# GOAL:
Carry on the passage about planetary orbits from its last sentence.

# DOCUMENT TEXT:
☆ ☆ ☆ ☆ ☆

Hence all the planets are observed to move with different velocities in different parts of their orbits; sometimes slower and sometimes faster, than what would be necessary to describe their whole orbits in their periodical times, which velocity is therefore called their mean motion. And hence our summers are eight days longer than our winters; or, the sun takes eight days more to go from the vernal to the autumnal equinox, than to go from the autumnal to the vernal equinox. Because in the summer season, the earth passes through her aphelion, where her motion is slowest, about the 30th of June; as it is also quickest on the 30th of December, when the earth passes by her perihelion. Since we are nearer to the sun in winter than in summer, his diameter must then, of course, appear larger. Accordingly we find that his diameter in summer is 31' 33", whereas in winter it is=32′ 38′′. His daily motion in aphelion is 57' 12'', in perihelion, 61' 12', and at the mean distance 59' 8".

As the elliptic orbits of the planets are nearly circles, the distance between the centers and foci is but very small in any of them, being largest in Mercury. If the mean distance of any planet from the sun be divided into 1000 parts, the eccentricities of the several planets will be as follows; Mercury's 210, Venus's 7, the Earth's 17, Mars's 93, Jupiter's 48, Saturn's 55, Herschel's 82,034.

All the planets are regulated in their motions by this fundamental law; that however variable their velocities, yet in their orbits they describe areas proportional

to the times of description. In order to find their places in their orbits, astronomers have contrived the following method. They have supposed a body, revolving in a circle with an equable motion, to have commenced its motion from the aphelion of the planet at the same time with it, and to complete its revolution in the same time with the planet. The motion of this body is called the mean anomaly of the planet; and as it would be sometimes before and sometimes behind the planet, the difference between them being added to the mean anomaly or subtracted from it, as occasion may require, will give the true place of the planet in its orbit. As the real place of the planet in its orbit is the same with the mean, both at the aphelion and perihelion, there will be no equation to be added or subtracted at these points: but the mean motion will be greater than the true motion from the place of the aphelion to the place of the mean distance, or near to it, when the equation to be subtracted from the mean anomaly will be the greatest possible, in order to give the true place of the planet. From that place to the perihelion the mean place will be still before the true place of the planet in its orbit; but the difference will gradually grow less and less, till it vanish at the perihelion, where the mean and true places will be the same. So that the equation of the center will be subtractive from the mean anomaly to give the true place of the planet, from the aphelion to the perihelion, or while the mean anomaly is less than six signs; and for the same reason it will be additive for the other six signs, or from the perihelion to the aphelion.

☆ ☆ ☆ ☆ ☆

(Excerpts from segmentation records)
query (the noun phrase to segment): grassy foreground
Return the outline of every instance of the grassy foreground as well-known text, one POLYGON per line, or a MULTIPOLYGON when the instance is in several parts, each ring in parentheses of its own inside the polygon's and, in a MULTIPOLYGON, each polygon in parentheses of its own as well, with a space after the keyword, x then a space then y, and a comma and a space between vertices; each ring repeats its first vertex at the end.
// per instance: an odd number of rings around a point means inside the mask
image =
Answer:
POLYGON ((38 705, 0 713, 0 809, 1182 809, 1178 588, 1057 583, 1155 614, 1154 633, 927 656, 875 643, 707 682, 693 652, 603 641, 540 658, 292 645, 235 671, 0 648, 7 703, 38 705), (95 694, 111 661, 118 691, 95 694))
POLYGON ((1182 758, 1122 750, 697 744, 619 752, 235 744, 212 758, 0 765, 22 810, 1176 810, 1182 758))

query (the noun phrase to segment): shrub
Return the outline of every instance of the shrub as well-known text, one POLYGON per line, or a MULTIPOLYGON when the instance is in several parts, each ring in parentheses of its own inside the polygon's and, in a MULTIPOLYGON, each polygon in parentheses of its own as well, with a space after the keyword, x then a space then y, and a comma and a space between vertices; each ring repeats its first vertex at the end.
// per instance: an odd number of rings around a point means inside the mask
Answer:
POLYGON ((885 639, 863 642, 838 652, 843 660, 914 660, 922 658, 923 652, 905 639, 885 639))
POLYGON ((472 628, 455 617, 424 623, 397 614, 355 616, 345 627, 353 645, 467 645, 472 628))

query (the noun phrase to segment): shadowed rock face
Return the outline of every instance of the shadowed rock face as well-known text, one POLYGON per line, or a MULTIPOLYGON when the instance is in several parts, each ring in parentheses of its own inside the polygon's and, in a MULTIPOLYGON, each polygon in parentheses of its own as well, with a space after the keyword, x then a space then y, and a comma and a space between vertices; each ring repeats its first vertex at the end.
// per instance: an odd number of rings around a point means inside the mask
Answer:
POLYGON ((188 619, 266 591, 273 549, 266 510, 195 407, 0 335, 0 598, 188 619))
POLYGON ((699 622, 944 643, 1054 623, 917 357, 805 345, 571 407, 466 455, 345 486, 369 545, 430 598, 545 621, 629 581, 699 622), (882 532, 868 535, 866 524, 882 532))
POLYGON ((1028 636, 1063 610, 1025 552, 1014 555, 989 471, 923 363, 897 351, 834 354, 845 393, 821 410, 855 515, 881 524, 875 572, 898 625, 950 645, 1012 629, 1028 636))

☆ ☆ ☆ ☆ ☆

# OUTPUT OF THE TASK:
When the time of the passage of the planet through its aphelion is previously known by observation, and the mean anomaly is determined from the periodical

time, the planet's place is easily known, by applying the equation of the center, according as it is additive or subtractive. This will give the planet's distance from its aphelion. But its distance from the first point of Aries is also found, by first knowing the distance of the aphelion from the first point of Aries, and the motion of the aphelion, if it have any. Astronomers have disposed these motions for all the planets in proper tables, to facilitate the calculation of their places. The table of its mean motion shows its distance from the first point of Aries, and of its mean anomaly from the aphelion; and the equation of the center is the difference between the mean and true anomaly.

It is found that the place of the earth's aphelion is not stationary, but moves forward from west to east at the rate of 16 seconds of a degree in a year, in respect to the fixed stars, or 50" +16" 66", with respect to the equinoxes. The place of the sun's apogee on the first of January, in the year 1760, was 3' 8° 47′ 25".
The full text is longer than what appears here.